Richiesta scritta 1:
Chi rappresenta e difende il Comune di Maltignano nella sentenza del Consiglio di Stato?
Richiesta scritta 2:
Riassumi in modo più breve il paragrafo della sentenza del Consiglio di Stato che inizia con "L'art. 42-bis, d.P.R. n. 327/2001, risponde", mantenendone i fatti principali.
Richiesta scritta 3:
Prosegui la sentenza del Consiglio di Stato a partire dall'ultimo periodo riportato.

Testo estratto:
┄┄┄┄┄┄┄┄┄┄┄┄┄┄┄┄┄┄┄┄

Consiglio di Stato, sezione IV, sentenza 25 ottobre 2016, n.4457

L’art. 42-bis, d.P.R. n. 327/2001, risponde ad una finalità di favore per l’espropriato, nella misura in cui sottintende che il valore venale del bene cui la norma si riferisce comprende non solo il valore del suolo occupato, ma anche quello delle opere che su di esso siano state eventualmente realizzate (le quali, ove la p.a. non procedesse all’acquisizione, sarebbero soggette ad accessione a favore del privato in applicazione degli ordinari canoni civilistici).

CONSIGLIO DI STATO

sezione IV

sentenza 25 ottobre 2016, n.4457

SENTENZA

sul ricorso in appello nr. 1458 del 2016, proposto dal signor Luigi ROSATI, rappresentato e difeso dagli avv.ti Enrico Follieri e Ilde Follieri, con domicilio eletto presso l’avv. Gian Marco Grez in Roma, corso Vittorio Emanuele II, 18,

contro

il COMUNE DI MALTIGNANO, in persona del Sindaco pro tempore, rappresentato e difeso dall’avv. Massimo Ortenzi, con domicilio eletto presso l’avv. Livia Ranuzzi in Roma, viale del Vignola, 5,

per l’annullamento e/o la riforma parziale,

previa sospensione dell’esecuzione,

della sentenza del T.A.R. delle Marche nr. 798 del 6 novembre 2015, notificata dagli appellanti in data 23 dicembre 2015, che, accertata l’assenza di un valido titolo di trasferimento del diritto di proprietà sul terreno degli appellanti nonché la modifica del fondo e la sua utilizzazione, ha accolto i motivi aggiunti ed ha disposto che il Comune deve scegliere tra l’emanazione di un provvedimento ex art. 42-bis del d.P.R. 8 giugno 2001, nr. 327, e l’immediata restituzione del bene, previa riduzione in pristino, nella parte in cui si è stabilito che la liquidazione ex art. 42-bis “deve essere limitata al valore venale del bene al momento dell’emanazione del provvedimento, più eventuali accessori di legge”, e non il valore al momento dell’occupazione attualizzato, escludendo il 5% per ogni anno di occupazione e il 10% per il pregiudizio patrimoniale e non patrimoniale del valore venale del bene.

┄┄┄┄┄┄┄┄┄┄┄┄┄┄┄┄┄┄┄┄

Dati mostrati:
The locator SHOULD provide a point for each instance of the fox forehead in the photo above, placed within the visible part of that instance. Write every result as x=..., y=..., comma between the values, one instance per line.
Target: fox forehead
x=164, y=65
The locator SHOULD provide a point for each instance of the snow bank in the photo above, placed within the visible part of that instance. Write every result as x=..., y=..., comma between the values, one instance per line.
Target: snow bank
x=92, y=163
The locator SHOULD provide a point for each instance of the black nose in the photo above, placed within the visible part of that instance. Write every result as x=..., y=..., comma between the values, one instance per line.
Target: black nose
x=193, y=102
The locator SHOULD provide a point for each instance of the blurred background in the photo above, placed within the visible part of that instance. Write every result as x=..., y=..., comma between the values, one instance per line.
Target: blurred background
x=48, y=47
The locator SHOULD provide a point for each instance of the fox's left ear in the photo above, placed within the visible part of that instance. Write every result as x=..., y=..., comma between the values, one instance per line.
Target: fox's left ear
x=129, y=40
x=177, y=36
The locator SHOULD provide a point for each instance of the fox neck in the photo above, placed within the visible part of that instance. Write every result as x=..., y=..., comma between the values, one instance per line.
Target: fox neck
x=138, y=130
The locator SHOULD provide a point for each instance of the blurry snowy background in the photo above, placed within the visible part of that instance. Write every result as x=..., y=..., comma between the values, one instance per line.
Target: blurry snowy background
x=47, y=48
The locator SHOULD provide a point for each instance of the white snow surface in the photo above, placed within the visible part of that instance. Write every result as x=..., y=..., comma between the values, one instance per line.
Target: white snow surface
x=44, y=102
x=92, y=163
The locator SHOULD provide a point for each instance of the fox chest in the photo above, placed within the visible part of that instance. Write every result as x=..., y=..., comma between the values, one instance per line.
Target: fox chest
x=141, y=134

┄┄┄┄┄┄┄┄┄┄┄┄┄┄┄┄┄┄┄┄

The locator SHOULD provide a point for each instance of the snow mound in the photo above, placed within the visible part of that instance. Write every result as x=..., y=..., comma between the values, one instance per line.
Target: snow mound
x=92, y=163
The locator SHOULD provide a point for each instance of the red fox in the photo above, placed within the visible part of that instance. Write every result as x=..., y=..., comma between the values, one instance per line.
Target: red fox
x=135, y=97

┄┄┄┄┄┄┄┄┄┄┄┄┄┄┄┄┄┄┄┄

Risultato atteso 1:
L'avv. Massimo Ortenzi.

Risultato atteso 2:
L'art. 42-bis del d.P.R. n. 327/2001 favorisce l'espropriato. Il valore venale del bene comprende sia il suolo occupato sia le opere eventualmente realizzate su di esso. Se la p.a. non acquisisse il bene, queste opere passerebbero al privato per accessione, secondo le regole civilistiche.

Risultato atteso 3:
Visti il ricorso in appello e i relativi allegati;

Visto l’atto di costituzione in giudizio di Comune di Maltignano;

Viste le memorie prodotte dall’appellante (in data 2 settembre 2016) e dal Comune (in data 1 settembre 2016) a sostegno delle rispettive difese;

Visti tutti gli atti della causa;

Relatore, all’udienza pubblica del giorno 22 settembre 2016, il Consigliere Raffaele Greco;

Uditi l’avv. Follieri per l’appellante e l’avv. Ortenzi per il Comune di Maltignano;

Ritenuto e considerato in fatto e diritto quanto segue.

FATTO

Il signor Luigi Rosati, in proprio e quale erede del fratello, signor Angelo Maria Luigi Rosati, ha impugnato in parte qua la sentenza con la quale il T.A.R. delle Marche, nell’accogliere i motivi aggiunti da lui proposti a integrazione di un ricorso originario avente a oggetto la illegittima occupazione di suoli in sua proprietà da parte del Comune di Maltignano, ha stabilito, per l’ipotesi di emanazione da parte del detto Comune di un provvedimento ai sensi dell’art. 42-bis del d.P.R. 8 giugno 2001, nr. 327, che la liquidazione avrebbe dovuto essere limitata al valore venale del bene al momento dell’emanazione del provvedimento, più gli eventuali accessori di legge.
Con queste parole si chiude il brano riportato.